What to do →
Tally the lines in the items that follow that contain the string "sign", with case counting, and give only the number.

Record extracts →
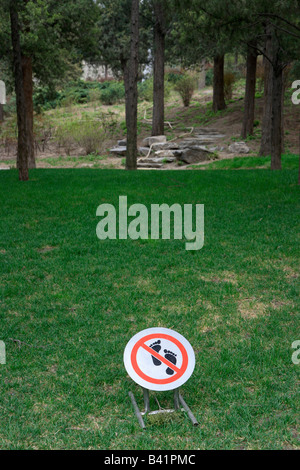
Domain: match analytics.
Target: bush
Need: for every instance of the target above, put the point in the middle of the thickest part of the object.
(113, 93)
(209, 77)
(86, 133)
(145, 89)
(229, 79)
(186, 87)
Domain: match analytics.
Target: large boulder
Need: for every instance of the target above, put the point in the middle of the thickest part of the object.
(238, 148)
(194, 154)
(165, 154)
(165, 146)
(158, 139)
(119, 151)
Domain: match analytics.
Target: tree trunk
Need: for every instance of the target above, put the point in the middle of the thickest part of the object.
(131, 90)
(218, 84)
(28, 93)
(265, 145)
(299, 162)
(23, 151)
(158, 122)
(249, 107)
(276, 118)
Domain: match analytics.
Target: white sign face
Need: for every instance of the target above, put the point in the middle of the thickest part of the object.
(2, 92)
(159, 359)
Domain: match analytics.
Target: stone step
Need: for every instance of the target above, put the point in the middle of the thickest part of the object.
(149, 165)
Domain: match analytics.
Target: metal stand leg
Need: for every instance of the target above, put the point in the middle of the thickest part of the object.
(176, 399)
(146, 400)
(190, 414)
(137, 411)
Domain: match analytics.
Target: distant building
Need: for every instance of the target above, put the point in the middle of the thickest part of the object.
(96, 72)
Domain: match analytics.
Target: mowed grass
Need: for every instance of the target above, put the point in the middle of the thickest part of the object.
(290, 161)
(76, 301)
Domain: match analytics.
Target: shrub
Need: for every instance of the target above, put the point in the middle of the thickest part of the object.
(229, 79)
(114, 92)
(209, 78)
(145, 89)
(186, 87)
(86, 134)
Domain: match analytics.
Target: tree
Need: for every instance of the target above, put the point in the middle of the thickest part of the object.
(218, 84)
(23, 150)
(249, 106)
(131, 91)
(158, 121)
(51, 38)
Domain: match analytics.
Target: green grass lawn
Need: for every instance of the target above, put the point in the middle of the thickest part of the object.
(290, 161)
(76, 301)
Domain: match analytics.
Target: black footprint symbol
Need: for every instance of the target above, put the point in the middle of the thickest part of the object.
(156, 347)
(172, 358)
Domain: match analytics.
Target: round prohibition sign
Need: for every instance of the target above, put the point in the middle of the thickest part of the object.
(150, 359)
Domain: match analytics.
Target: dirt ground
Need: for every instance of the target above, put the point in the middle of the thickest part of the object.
(179, 120)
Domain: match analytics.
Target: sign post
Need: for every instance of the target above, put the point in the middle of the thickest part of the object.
(2, 98)
(159, 359)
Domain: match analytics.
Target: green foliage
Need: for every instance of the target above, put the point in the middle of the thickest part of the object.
(88, 134)
(79, 92)
(186, 87)
(209, 78)
(113, 93)
(75, 301)
(229, 79)
(145, 89)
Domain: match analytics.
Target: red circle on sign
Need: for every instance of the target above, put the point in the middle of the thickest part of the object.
(169, 380)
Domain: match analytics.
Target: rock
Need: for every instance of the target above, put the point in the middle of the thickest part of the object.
(143, 151)
(211, 137)
(165, 146)
(193, 155)
(165, 154)
(205, 131)
(239, 147)
(149, 165)
(119, 151)
(187, 143)
(122, 150)
(158, 160)
(158, 139)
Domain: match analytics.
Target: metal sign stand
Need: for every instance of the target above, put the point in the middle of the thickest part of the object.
(178, 400)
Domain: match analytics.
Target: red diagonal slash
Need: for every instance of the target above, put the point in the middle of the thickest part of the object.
(160, 358)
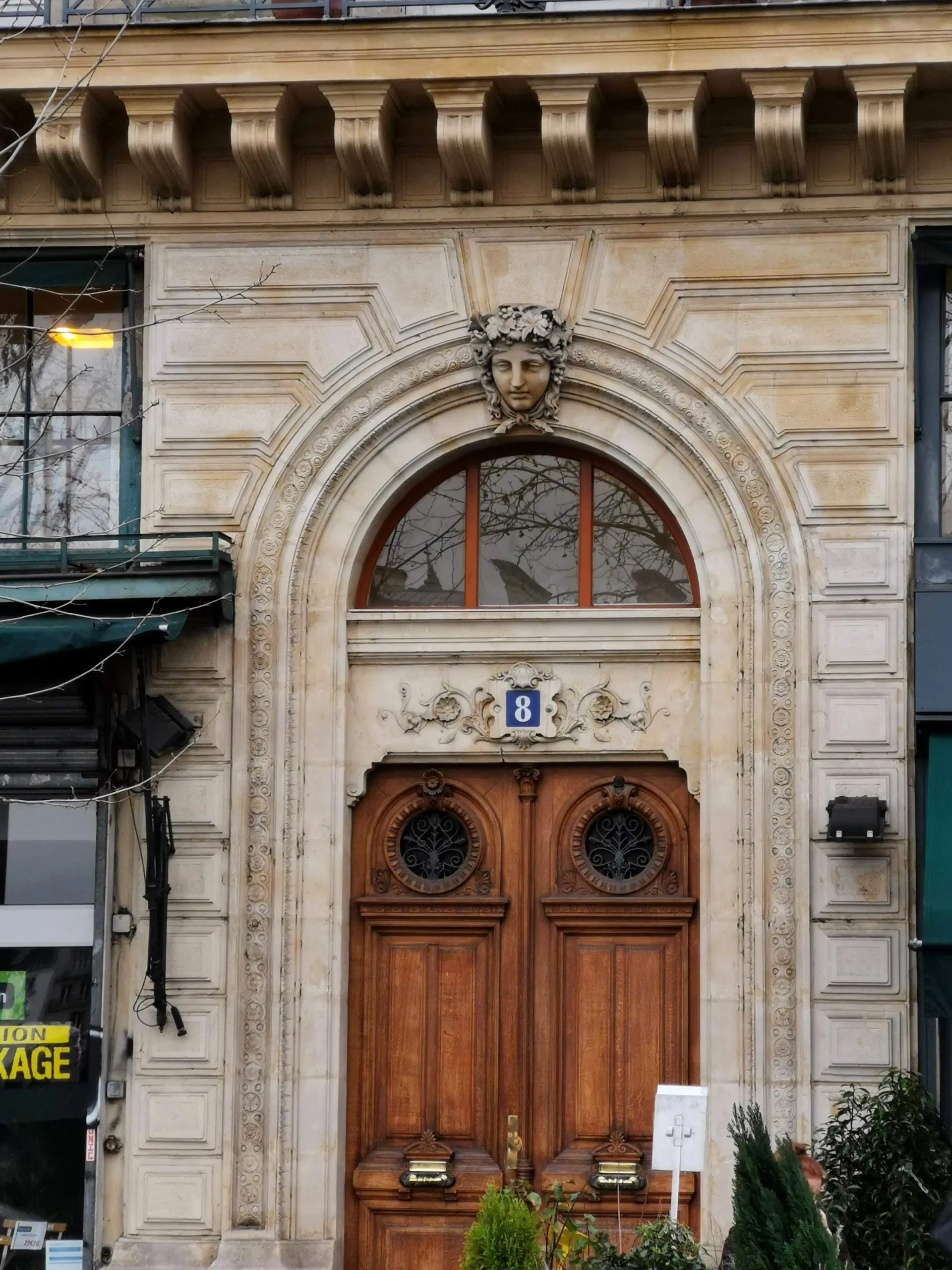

Problem solution →
5